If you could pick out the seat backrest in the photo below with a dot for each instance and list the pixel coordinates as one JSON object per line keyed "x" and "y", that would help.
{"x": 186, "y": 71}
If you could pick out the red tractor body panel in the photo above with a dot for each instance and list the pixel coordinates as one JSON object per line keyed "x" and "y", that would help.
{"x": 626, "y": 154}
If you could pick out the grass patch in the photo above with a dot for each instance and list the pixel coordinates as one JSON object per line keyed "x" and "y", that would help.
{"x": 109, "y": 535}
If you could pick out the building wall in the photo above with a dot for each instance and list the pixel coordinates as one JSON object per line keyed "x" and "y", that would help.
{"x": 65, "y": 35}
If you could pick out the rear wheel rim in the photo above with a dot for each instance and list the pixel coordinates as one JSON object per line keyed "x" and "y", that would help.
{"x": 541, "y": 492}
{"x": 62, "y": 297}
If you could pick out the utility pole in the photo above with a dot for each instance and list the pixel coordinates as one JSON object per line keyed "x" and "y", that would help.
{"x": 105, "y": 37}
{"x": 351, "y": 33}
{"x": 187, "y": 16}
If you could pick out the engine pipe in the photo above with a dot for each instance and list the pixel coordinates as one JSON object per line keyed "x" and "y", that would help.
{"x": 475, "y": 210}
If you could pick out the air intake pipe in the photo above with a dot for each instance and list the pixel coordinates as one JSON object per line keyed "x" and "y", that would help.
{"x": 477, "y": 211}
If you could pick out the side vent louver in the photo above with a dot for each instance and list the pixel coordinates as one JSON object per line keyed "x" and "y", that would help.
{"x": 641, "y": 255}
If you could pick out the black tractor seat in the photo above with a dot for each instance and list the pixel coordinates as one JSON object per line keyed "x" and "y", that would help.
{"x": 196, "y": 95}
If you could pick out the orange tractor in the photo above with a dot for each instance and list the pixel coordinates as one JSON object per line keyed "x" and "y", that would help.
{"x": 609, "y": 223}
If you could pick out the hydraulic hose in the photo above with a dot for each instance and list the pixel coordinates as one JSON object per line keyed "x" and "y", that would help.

....

Every line above must appear again in your reply, exactly as written.

[Finished task]:
If you could pick out the seat backrest in the photo below with a dot for each instance and list the pixel coordinates as one JSON object per line keyed "x" and "y", that would help.
{"x": 186, "y": 71}
If you could pick out the red tractor body panel in the photo above with a dot for each instance and list the pixel coordinates as one JSON object per line keyed "x" and "y", that would help.
{"x": 626, "y": 154}
If you could pick out the grass patch in the photo above with a dot for each instance and list the pixel coordinates as one JSON object per line keyed "x" and "y", that would help.
{"x": 109, "y": 535}
If you could pick out the building wall in the photo above with a dot for each instance and list the pixel coordinates as one JSON object per line keyed "x" and "y", that would help.
{"x": 65, "y": 35}
If you could pick out the rear wheel rim in the photo above with a dot for each instance and list the pixel coordinates as one JSON object per line keyed "x" and "y", that would help.
{"x": 541, "y": 492}
{"x": 62, "y": 297}
If you could pick out the utility pole in the photo above with a dot for each instance and list the pixel coordinates as one JSON object per line keyed "x" and "y", that would help.
{"x": 105, "y": 37}
{"x": 351, "y": 33}
{"x": 187, "y": 16}
If you could pick out the engine pipe in the photo above with a dot for each instance and list the pixel coordinates as one JSON object per line keyed "x" and "y", that would help.
{"x": 475, "y": 210}
If you could pick out the air intake pipe in the photo above with a dot for each instance and list the pixel coordinates as one JSON object per line keyed "x" and "y", that would help.
{"x": 477, "y": 211}
If you could pick out the side vent louver in the photo above with a dot for each instance and list the pixel coordinates as one JSON object per line keyed "x" and "y", that would help.
{"x": 641, "y": 255}
If you could pick out the black tractor seat in the photo above with a dot for each instance and list the pixel coordinates as one JSON object per line keyed "x" and "y", that would help.
{"x": 196, "y": 95}
If you could pick out the orange tractor in the photo above with a dot for each instance and list the pixel coordinates as one JSON object per line keyed "x" and "y", that would help.
{"x": 609, "y": 223}
If you could pick out the hydraulic hose in the photo above with a dot for each instance and list the pixel coordinates as one JSON object per line keyed "x" and "y", that would help.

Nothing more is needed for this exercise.